GIVEN INSTRUCTION.
Copy the lines from the one containing "[locate] rear spoiler" through the last of the lines, both ends included, with every character unchanged.

Point labeling examples:
<<<<
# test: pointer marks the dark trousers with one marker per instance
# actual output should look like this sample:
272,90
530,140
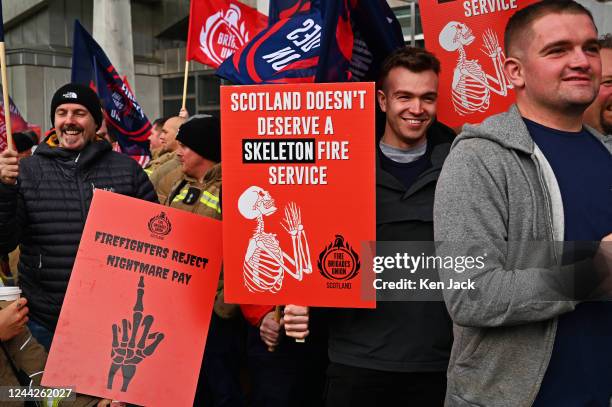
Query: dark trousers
291,376
219,381
349,386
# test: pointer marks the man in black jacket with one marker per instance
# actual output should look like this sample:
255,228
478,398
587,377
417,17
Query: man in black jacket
44,200
396,354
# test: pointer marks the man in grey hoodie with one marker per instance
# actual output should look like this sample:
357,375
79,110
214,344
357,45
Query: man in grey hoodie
531,175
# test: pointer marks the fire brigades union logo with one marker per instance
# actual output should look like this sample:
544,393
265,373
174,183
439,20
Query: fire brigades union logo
160,225
338,261
223,34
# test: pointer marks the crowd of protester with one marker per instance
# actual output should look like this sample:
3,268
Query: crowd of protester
542,171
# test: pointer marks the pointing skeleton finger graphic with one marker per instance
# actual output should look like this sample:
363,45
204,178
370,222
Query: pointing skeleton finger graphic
132,342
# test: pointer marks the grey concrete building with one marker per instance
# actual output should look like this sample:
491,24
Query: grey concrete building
38,35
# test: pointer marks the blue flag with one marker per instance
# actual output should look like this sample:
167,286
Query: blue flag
281,9
317,41
124,116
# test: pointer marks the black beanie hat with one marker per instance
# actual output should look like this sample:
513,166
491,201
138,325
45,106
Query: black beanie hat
81,95
202,134
24,141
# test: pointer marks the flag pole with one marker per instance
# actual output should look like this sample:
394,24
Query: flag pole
185,84
7,106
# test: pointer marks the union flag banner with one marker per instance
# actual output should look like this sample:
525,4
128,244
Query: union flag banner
217,28
298,193
468,38
136,313
123,115
18,123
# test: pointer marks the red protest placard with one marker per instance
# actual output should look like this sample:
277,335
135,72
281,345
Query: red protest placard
298,192
468,38
136,313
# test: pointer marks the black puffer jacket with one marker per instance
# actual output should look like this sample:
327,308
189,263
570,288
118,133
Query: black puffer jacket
399,336
45,213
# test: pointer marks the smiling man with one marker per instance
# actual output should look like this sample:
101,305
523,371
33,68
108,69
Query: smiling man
396,354
44,200
599,114
525,337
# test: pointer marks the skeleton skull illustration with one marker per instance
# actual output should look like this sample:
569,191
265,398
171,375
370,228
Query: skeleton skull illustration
264,261
472,86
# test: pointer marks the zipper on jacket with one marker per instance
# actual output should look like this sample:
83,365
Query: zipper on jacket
548,206
81,193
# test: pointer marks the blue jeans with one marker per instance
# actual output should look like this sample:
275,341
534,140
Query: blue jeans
41,334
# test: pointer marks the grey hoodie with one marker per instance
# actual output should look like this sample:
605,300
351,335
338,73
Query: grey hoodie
496,187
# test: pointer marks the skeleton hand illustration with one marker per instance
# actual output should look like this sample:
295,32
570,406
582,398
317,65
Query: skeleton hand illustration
132,342
491,43
264,261
472,86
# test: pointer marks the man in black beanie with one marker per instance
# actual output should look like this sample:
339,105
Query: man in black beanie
44,200
199,191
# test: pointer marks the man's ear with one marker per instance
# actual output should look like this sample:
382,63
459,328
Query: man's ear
382,100
513,67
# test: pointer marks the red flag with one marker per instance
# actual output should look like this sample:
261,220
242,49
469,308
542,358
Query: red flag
18,123
217,28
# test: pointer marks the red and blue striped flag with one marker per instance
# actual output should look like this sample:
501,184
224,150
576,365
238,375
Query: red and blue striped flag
124,116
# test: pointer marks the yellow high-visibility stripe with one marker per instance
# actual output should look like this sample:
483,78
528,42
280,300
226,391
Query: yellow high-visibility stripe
211,201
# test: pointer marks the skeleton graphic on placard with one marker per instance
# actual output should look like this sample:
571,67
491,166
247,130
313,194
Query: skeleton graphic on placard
472,86
265,263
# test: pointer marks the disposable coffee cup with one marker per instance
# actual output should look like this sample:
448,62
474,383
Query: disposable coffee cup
9,293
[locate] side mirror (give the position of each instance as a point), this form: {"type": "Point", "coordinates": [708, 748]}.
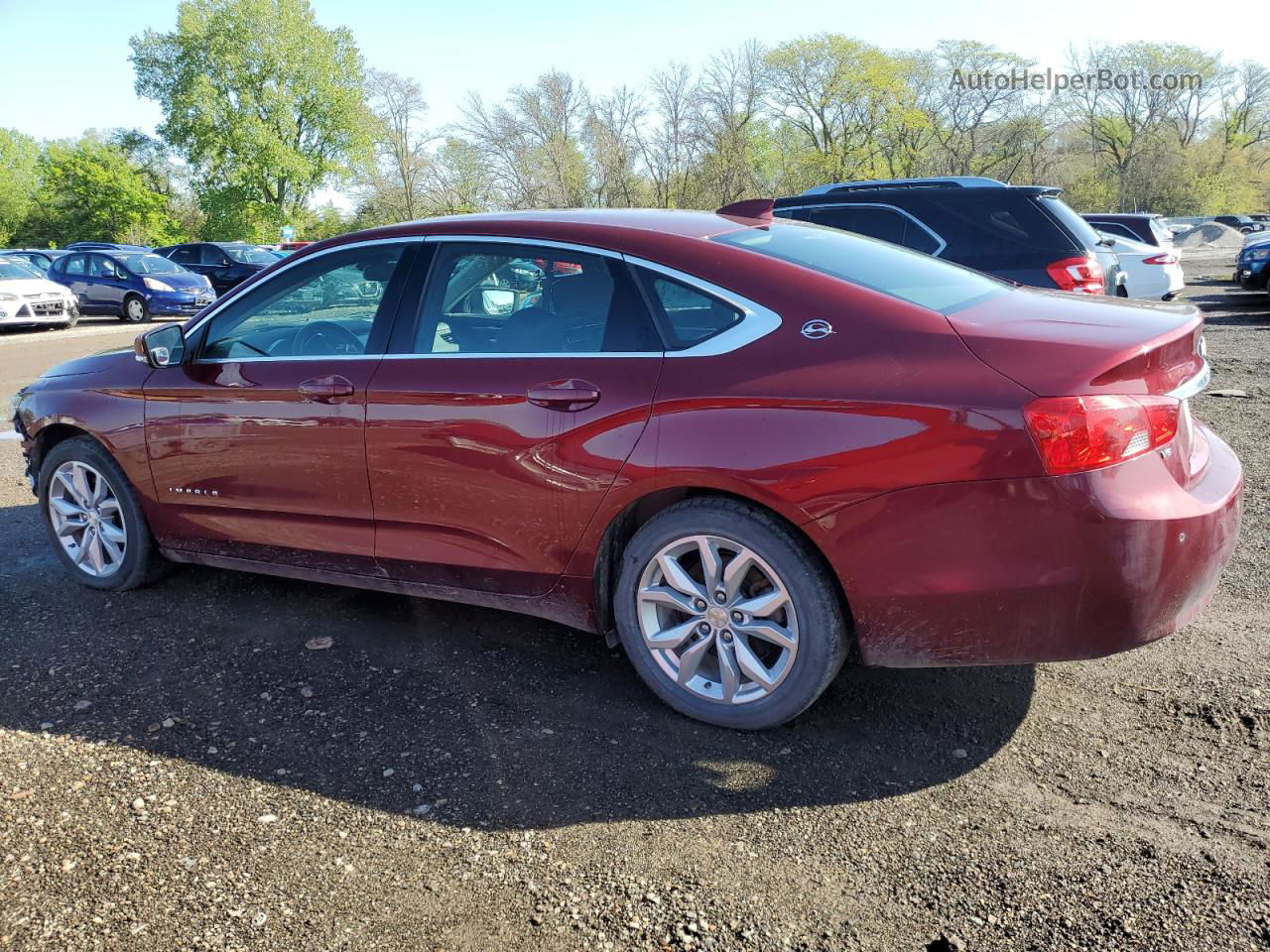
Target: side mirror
{"type": "Point", "coordinates": [162, 347]}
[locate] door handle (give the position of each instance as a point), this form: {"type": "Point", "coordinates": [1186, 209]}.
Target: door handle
{"type": "Point", "coordinates": [326, 390]}
{"type": "Point", "coordinates": [568, 395]}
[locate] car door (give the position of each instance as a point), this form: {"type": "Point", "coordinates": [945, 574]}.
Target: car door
{"type": "Point", "coordinates": [189, 257]}
{"type": "Point", "coordinates": [216, 266]}
{"type": "Point", "coordinates": [72, 272]}
{"type": "Point", "coordinates": [504, 413]}
{"type": "Point", "coordinates": [107, 284]}
{"type": "Point", "coordinates": [255, 440]}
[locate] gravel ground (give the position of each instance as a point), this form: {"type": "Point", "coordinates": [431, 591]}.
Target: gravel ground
{"type": "Point", "coordinates": [180, 772]}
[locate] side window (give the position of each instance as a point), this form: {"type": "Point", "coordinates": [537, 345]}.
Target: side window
{"type": "Point", "coordinates": [102, 267]}
{"type": "Point", "coordinates": [527, 299]}
{"type": "Point", "coordinates": [1116, 229]}
{"type": "Point", "coordinates": [689, 315]}
{"type": "Point", "coordinates": [214, 257]}
{"type": "Point", "coordinates": [874, 221]}
{"type": "Point", "coordinates": [320, 308]}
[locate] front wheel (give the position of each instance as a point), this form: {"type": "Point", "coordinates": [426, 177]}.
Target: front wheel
{"type": "Point", "coordinates": [93, 518]}
{"type": "Point", "coordinates": [135, 309]}
{"type": "Point", "coordinates": [728, 615]}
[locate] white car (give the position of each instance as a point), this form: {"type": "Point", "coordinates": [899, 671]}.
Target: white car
{"type": "Point", "coordinates": [28, 298]}
{"type": "Point", "coordinates": [1150, 273]}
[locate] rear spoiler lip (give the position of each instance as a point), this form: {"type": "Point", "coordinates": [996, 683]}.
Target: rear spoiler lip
{"type": "Point", "coordinates": [1196, 386]}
>>>>
COMPLETE OUTPUT.
[locate] rear spoiler lip (give the position of each instance as a point), this form: {"type": "Point", "coordinates": [996, 683]}.
Target: rear spoiler lip
{"type": "Point", "coordinates": [1196, 386]}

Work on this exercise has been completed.